## Start DATA SHOWN
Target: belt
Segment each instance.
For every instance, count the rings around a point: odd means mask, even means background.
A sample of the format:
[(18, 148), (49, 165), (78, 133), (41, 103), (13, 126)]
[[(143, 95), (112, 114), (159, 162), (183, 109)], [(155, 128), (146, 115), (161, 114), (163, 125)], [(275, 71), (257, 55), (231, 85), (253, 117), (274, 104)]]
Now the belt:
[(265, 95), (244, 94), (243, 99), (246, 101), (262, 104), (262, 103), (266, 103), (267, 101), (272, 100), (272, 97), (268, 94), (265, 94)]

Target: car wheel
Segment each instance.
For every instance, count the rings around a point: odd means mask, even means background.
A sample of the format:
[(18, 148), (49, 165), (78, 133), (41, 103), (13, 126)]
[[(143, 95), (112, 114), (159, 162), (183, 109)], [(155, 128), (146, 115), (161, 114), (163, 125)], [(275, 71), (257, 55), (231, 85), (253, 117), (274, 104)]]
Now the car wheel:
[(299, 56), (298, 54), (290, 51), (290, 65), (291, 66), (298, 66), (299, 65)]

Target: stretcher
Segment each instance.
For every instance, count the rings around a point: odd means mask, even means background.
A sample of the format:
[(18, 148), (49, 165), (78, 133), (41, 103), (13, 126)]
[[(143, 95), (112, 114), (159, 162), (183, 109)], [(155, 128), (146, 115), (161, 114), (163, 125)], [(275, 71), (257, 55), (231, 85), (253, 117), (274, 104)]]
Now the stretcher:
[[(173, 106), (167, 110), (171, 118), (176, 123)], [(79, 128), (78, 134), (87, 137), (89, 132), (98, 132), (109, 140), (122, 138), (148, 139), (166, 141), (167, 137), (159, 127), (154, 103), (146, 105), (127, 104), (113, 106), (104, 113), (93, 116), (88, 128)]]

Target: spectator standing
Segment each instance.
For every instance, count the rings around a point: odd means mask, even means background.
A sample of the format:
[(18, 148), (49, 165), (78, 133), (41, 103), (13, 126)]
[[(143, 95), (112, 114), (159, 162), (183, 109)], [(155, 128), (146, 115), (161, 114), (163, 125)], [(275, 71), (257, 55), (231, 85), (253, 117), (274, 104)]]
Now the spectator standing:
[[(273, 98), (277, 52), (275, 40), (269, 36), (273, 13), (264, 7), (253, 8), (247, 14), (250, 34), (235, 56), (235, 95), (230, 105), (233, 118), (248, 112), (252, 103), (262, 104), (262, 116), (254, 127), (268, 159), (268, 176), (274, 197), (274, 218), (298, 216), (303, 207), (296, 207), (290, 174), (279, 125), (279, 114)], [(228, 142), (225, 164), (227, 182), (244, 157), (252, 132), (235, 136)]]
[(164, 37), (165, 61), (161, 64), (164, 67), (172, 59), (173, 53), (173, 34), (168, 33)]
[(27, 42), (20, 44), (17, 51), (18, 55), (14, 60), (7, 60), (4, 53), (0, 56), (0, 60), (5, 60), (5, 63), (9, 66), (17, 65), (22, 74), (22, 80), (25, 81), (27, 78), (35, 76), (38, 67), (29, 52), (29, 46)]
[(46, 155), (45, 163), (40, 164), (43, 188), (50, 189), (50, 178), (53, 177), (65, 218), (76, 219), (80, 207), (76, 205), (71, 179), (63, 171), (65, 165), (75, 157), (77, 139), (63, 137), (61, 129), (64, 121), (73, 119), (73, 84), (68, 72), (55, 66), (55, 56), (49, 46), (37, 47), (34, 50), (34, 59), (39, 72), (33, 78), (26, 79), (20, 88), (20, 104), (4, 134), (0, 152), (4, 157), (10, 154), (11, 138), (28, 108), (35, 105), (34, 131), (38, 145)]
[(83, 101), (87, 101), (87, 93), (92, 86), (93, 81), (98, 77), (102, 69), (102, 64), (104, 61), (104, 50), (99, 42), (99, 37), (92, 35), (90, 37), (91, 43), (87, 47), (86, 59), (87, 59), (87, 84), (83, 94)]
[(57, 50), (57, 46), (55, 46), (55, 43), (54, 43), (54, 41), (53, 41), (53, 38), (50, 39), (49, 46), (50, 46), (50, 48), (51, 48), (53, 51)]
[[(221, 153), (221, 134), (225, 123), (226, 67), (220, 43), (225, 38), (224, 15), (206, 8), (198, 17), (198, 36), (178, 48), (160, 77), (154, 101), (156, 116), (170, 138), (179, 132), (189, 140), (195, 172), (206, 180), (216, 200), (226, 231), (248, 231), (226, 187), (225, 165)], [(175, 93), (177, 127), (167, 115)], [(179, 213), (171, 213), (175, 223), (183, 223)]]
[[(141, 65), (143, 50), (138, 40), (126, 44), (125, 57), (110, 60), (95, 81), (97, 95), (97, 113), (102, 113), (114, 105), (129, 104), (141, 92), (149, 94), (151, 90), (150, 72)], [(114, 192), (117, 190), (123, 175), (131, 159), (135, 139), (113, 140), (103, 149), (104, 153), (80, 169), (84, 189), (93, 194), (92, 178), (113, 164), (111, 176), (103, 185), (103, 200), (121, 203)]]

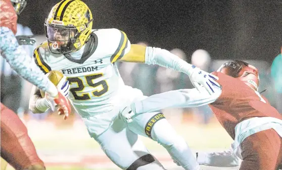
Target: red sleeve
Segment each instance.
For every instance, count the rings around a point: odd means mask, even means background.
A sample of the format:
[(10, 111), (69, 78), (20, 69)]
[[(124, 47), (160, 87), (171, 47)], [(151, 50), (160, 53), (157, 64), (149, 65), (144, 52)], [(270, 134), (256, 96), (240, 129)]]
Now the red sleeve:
## End DATA SHOWN
## Start DATA SHOWN
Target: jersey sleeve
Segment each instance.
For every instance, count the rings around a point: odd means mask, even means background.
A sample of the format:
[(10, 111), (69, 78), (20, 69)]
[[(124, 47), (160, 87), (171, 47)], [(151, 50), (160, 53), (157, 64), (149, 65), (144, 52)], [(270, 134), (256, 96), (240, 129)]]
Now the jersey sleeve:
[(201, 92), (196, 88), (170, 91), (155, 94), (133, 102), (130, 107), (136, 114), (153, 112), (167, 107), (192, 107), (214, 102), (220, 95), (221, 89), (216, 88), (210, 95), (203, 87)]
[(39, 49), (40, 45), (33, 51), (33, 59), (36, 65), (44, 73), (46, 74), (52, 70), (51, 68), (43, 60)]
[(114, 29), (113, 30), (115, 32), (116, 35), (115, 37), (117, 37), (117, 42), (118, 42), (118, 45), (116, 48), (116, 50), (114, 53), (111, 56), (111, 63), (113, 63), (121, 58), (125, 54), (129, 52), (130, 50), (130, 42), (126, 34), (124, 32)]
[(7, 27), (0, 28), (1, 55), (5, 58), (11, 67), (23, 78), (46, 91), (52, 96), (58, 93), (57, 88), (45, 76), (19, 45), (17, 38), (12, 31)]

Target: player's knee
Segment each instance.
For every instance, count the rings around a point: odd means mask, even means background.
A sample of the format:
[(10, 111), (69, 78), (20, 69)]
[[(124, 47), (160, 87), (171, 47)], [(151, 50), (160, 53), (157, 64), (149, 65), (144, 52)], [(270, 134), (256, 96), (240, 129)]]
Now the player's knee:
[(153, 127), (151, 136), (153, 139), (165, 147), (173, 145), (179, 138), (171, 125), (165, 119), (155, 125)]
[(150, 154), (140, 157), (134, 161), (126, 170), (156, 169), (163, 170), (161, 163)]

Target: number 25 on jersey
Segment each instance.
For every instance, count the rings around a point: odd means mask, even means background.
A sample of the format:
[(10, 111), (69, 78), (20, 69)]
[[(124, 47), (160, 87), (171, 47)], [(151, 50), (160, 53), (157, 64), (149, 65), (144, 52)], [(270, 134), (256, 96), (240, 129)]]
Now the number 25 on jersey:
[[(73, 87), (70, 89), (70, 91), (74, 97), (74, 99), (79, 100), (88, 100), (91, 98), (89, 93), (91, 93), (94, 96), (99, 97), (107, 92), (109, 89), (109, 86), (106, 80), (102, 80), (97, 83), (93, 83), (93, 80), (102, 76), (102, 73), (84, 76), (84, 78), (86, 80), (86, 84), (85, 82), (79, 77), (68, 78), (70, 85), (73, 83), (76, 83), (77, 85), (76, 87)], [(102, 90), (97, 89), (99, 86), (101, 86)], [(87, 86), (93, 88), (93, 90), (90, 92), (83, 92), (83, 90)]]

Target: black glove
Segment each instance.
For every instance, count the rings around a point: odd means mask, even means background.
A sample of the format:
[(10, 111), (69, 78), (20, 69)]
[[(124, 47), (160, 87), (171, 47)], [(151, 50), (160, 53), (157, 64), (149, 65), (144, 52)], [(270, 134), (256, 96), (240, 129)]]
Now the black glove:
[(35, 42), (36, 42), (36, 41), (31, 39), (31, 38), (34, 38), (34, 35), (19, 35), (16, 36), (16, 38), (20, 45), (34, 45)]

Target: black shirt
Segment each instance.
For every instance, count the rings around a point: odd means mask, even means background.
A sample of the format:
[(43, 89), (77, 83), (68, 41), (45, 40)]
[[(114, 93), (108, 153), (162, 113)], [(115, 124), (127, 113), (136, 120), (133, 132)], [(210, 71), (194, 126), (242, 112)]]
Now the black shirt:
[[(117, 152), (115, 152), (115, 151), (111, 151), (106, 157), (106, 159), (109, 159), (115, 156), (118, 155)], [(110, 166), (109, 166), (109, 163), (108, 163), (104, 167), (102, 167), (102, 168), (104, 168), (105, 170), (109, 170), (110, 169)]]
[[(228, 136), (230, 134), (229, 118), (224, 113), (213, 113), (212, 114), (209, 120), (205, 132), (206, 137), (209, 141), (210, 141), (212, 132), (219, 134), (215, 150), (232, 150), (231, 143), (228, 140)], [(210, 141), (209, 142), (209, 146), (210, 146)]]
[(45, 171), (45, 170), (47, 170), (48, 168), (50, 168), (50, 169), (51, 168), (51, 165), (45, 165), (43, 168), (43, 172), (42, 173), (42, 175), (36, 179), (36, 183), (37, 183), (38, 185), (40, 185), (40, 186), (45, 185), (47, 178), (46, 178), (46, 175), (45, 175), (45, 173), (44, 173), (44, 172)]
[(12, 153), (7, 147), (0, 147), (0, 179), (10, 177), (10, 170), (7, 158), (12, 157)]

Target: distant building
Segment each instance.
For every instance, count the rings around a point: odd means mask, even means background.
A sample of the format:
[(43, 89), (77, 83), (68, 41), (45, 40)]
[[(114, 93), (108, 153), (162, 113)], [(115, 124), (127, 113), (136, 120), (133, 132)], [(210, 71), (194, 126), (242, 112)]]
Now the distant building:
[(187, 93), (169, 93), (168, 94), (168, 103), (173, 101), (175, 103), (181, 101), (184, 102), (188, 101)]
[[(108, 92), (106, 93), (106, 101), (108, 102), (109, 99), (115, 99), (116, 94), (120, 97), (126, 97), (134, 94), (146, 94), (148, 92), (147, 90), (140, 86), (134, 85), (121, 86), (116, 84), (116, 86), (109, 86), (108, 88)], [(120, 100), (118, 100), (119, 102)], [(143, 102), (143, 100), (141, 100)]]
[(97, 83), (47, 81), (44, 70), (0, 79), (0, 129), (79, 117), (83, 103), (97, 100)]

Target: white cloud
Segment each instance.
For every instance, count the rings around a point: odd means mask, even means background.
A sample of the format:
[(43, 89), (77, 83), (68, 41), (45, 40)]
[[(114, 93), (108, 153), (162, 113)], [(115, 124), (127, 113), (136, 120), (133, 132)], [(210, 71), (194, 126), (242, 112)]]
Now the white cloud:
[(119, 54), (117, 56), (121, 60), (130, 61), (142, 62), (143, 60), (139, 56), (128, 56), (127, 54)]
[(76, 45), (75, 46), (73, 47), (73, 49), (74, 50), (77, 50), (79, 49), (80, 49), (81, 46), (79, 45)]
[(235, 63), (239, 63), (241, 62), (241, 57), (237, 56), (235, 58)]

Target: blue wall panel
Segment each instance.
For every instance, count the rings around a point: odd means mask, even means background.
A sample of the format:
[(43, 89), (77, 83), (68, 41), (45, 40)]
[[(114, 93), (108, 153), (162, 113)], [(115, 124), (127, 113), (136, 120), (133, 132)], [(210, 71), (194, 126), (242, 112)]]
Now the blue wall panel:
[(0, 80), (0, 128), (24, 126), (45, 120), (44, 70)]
## End DATA SHOWN
**AIM:**
Copy out the listing lines between the one holding "Target: black glove" and the one holding "45), (34, 45)]", inclusive, requests and all. Add 67 to every coordinate in the answer outline, and leave the requests and their format samples unchanged.

**FULL ANSWER:**
Target: black glove
Segment each instance.
For every instance, count the rings around a point: odd means mask, even means background.
A sample of the format:
[(10, 111), (69, 78), (20, 69)]
[[(124, 47), (160, 87), (171, 47)], [(151, 50), (160, 53), (157, 64), (149, 65), (144, 52)], [(270, 134), (256, 96), (240, 129)]]
Now the black glove:
[(102, 109), (103, 109), (103, 108), (98, 106), (98, 105), (101, 105), (101, 102), (86, 102), (83, 103), (83, 105), (87, 112), (101, 112)]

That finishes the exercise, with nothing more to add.